**Ausgewählter Text**
________________________________________

Bevor wir in die Zodiaks steigen, die uns zu Stonington Island bringen, desinfiziert die Crew unsere Stiefel. Dieses Stück der Erde gehört den Tieren – und wir Menschen sind die Eindringlinge. Wir sollen keine Viren, keine Bakterien, keine Krankheiten in diese fast unberührte Welt schleppen. Diese Reise soll ein Besuch im Einklang mit der Natur werden. Sie soll so nachhaltig wie möglich ablaufen. Darauf legt die Reederei „Swan Hellenic“ allergrößten Wert.
Im Idealfall kehren wir als Botschafter der Antarktis nach Hause zurück und helfen mit, die Natur ganz im Süden unseres Planeten zu bewahren.
Die Erhabenheit der Natur
Vorsichtig steigen wir in die kleinen Boote. Die Crew nimmt uns an die Hand bis wir alle sicher in unserem Schlauchboot sitzen. Und dann überschlagen sich die unvergesslichen Momente. Die Augenblicke, die wir nie mehr vergessen werden.
Kaum legt unser Schlauchboot ab, eskortieren uns auch schon die ersten Seelöwen. Und so viele! Zwei oder drei Dutzend mögen es sein. Sie tauchen immer wieder rechts und links des Bootes auf, verschwinden dann wieder unter Wasser, tauchen unter dem Rumpf hindurch – nur um wenige Augenblicke später erneut den Kopf Richtung Himmel zu strecken und neugierig zu uns herüberzublicken.

________________________________________

**Bereitgestellte Datensätze**
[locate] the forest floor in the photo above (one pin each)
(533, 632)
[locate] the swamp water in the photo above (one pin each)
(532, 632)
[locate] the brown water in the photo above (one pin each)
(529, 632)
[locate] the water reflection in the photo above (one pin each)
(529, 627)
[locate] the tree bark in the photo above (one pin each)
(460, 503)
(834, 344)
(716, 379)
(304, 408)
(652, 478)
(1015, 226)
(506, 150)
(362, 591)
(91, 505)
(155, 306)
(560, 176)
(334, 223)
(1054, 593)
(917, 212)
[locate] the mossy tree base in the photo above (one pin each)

________________________________________

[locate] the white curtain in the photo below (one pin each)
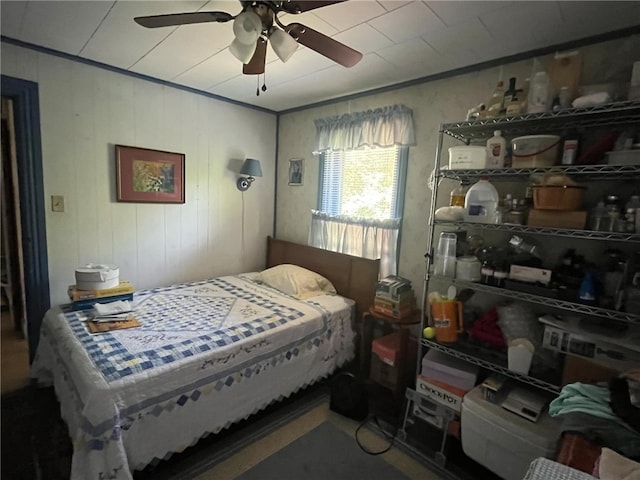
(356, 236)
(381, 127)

________________________________________

**Deine Aufgabe**
Gib aus dem Text über die Antarktisreise den Abschnitt zwischen „Die Erhabenheit der“ und „zu uns herüberzublicken.“ wortgetreu aus, beide Stellen eingeschlossen.

**Ergebnis der Aufgabe**
Die Erhabenheit der Natur
Vorsichtig steigen wir in die kleinen Boote. Die Crew nimmt uns an die Hand bis wir alle sicher in unserem Schlauchboot sitzen. Und dann überschlagen sich die unvergesslichen Momente. Die Augenblicke, die wir nie mehr vergessen werden.
Kaum legt unser Schlauchboot ab, eskortieren uns auch schon die ersten Seelöwen. Und so viele! Zwei oder drei Dutzend mögen es sein. Sie tauchen immer wieder rechts und links des Bootes auf, verschwinden dann wieder unter Wasser, tauchen unter dem Rumpf hindurch – nur um wenige Augenblicke später erneut den Kopf Richtung Himmel zu strecken und neugierig zu uns herüberzublicken.